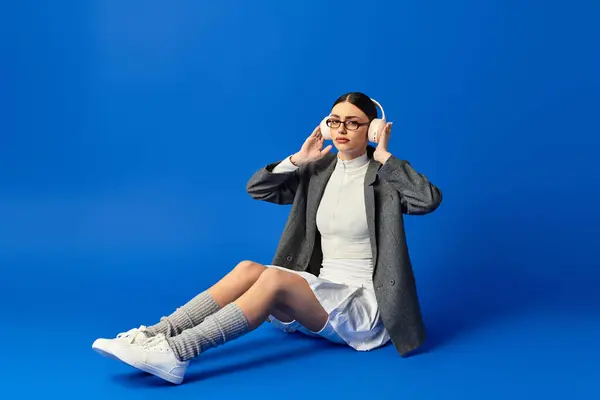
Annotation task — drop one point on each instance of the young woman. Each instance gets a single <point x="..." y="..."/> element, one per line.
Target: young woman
<point x="342" y="269"/>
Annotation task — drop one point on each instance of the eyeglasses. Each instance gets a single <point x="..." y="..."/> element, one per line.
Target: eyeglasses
<point x="350" y="125"/>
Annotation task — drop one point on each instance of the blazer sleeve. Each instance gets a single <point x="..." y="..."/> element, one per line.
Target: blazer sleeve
<point x="418" y="195"/>
<point x="275" y="183"/>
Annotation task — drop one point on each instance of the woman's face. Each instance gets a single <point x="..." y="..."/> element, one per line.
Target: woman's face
<point x="352" y="139"/>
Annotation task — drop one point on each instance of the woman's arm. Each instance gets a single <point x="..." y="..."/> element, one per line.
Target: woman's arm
<point x="275" y="183"/>
<point x="418" y="195"/>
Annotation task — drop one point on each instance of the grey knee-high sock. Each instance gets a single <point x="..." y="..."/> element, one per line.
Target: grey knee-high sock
<point x="185" y="317"/>
<point x="223" y="326"/>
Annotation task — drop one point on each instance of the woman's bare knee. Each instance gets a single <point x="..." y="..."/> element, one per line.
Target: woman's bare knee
<point x="273" y="281"/>
<point x="249" y="268"/>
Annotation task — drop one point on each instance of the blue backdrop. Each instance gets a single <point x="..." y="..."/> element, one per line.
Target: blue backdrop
<point x="129" y="129"/>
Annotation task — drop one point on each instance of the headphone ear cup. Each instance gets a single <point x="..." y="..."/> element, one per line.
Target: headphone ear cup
<point x="325" y="130"/>
<point x="374" y="128"/>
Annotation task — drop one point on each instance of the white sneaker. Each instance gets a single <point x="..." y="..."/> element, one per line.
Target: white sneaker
<point x="154" y="356"/>
<point x="132" y="337"/>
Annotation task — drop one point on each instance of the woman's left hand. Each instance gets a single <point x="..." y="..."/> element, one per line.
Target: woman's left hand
<point x="382" y="153"/>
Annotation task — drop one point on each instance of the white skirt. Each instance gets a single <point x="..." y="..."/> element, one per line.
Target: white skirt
<point x="354" y="318"/>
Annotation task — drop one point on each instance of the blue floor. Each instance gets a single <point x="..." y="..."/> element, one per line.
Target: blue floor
<point x="539" y="342"/>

* * *

= TASK DIRECTIONS =
Repeat the records above exactly, omitting every picture.

= FINISHED TASK =
Annotation task — drop one point on each instance of the young woman. Each instance gets a single <point x="..." y="..."/> element, one per line.
Target: young woman
<point x="342" y="269"/>
Annotation task — drop one point on each instance of the eyeglasses. Each instance gets a single <point x="..." y="..."/> element, one per line.
Target: eyeglasses
<point x="350" y="125"/>
Annotation task — drop one point on each instance of the blazer sleeve. Each instance gets a single <point x="..." y="..."/> element, one per line.
Target: blazer sleeve
<point x="418" y="195"/>
<point x="275" y="183"/>
Annotation task — drop one point on each instance of the woman's face. Each instance gets a single <point x="..." y="..."/> element, one per line.
Target: woman's face
<point x="352" y="139"/>
Annotation task — drop one point on each instance of the woman's arm. Each instance gets a single <point x="..." y="..."/> element, one per line.
Target: woman's arm
<point x="275" y="183"/>
<point x="418" y="195"/>
Annotation task — drop one point on each instance of the grey knee-high sock. Each instance gets a single <point x="..." y="..."/> element, one per line.
Target: grey knee-high sock
<point x="185" y="317"/>
<point x="223" y="326"/>
Annotation task — drop one point on each instance of the woman's bare knee. Each instance gets a single <point x="..." y="..."/> element, one per line.
Target: woman's bare knee
<point x="273" y="281"/>
<point x="249" y="268"/>
Annotation task — drop one point on each instance of the blue backdrop. Each instance gets a single <point x="..." y="..."/> element, one per line.
Target: blue backdrop
<point x="129" y="129"/>
Annotation task — drop one point on each instance of the headphone ear cup. Each instance gets a single <point x="..." y="..."/> element, one per line.
Target: headphone ear cup
<point x="325" y="130"/>
<point x="374" y="128"/>
Annotation task — drop one point on each instance of the white sneaker. Each instance gets a single <point x="..." y="..."/> element, one per line.
Target: white sneaker
<point x="154" y="356"/>
<point x="132" y="337"/>
Annotation task — drop one point on each instance of the woman's left hand. Each instance gets a single <point x="..." y="..."/> element, one per line.
Target: woman's left hand
<point x="382" y="153"/>
Annotation task — drop one point on each instance of the white skirt. Each instance gets a single <point x="..." y="..."/> element, one per line.
Target: white skirt
<point x="354" y="318"/>
Annotation task — drop one point on each instance of the blue floor. Each instance gets a single <point x="..." y="..."/> element, one per line.
Target: blue floor
<point x="539" y="342"/>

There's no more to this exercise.